* TRAVAIL DEMANDÉ:
(a) Recopiez à l'identique le passage du texte qui va de « Un article de » à « un bibendum Michelin. ».
(b) Comptez les lignes des enregistrements qui contiennent le mot « instance », puis donnez ce nombre seul.

* TEXTE:
::::::::::

Le défi Nikolavitch : Quand on a que l’armure

Un article de : ALEX NIKOLAVITCH

Illustration de MATTIE BOY

Chaque mois, Alex Nikolavitch, traducteur, romancier, essayiste, scénariste et contributeur de Bruce Lit est mis au défi de répondre aux plus grandes énigmes de la culture populaire.

 ©Mattie Boy

L’approche de l’hiver et des temps froids amène à remiser le bermuda et à se couvrir graduellement de ces surcouches en nylon, polaire, grosse laine et thermolactyl dans lesquelles nous nous engonçons lorsque la bise fut venue, et qui nous font ressembler qui à Amundsen, qui à un astronaute, ou qui (pour les moins chanceux) à un bibendum Michelin.

C’est aussi la saison de la raclette et du vin chaud. C’est pourtant entre deux merguez que Jonah J. MonsieurBruce, qui ne fait rien comme tout le monde, relève la tête de son assiette et, de but en blanc, m’interpelle. C’est là que je m’aperçois que j’étais peut-être en coma éthylique depuis les fêtes et qu’on est désormais en pleine canicule. C’est peut-être même pour ça que mon manteau et mon pull me tiennent si chaud.
« Tiens, JP me demandait l’autre jour pourquoi il y avait eu dans les années 90 cette mode des armures ringardes. »
« On est bien d’accord que n’importe quelle question portant sur le pourquoi des modes et tocades des années 90 n’a aucun sens ? »
« Comment ça ? »

::::::::::

[Enregistrements conservés]
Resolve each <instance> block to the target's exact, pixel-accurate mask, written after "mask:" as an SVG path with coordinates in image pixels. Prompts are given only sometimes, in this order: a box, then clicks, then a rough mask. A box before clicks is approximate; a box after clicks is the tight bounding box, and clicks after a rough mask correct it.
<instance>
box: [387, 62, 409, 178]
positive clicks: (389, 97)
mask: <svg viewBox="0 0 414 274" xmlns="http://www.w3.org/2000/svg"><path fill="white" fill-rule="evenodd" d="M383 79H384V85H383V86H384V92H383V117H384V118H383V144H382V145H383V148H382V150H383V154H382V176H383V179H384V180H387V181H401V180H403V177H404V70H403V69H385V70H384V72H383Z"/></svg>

::::::::::

* RÉPONSES:
(a)
Un article de : ALEX NIKOLAVITCH

Illustration de MATTIE BOY

Chaque mois, Alex Nikolavitch, traducteur, romancier, essayiste, scénariste et contributeur de Bruce Lit est mis au défi de répondre aux plus grandes énigmes de la culture populaire.

 ©Mattie Boy

L’approche de l’hiver et des temps froids amène à remiser le bermuda et à se couvrir graduellement de ces surcouches en nylon, polaire, grosse laine et thermolactyl dans lesquelles nous nous engonçons lorsque la bise fut venue, et qui nous font ressembler qui à Amundsen, qui à un astronaute, ou qui (pour les moins chanceux) à un bibendum Michelin.

(b) 2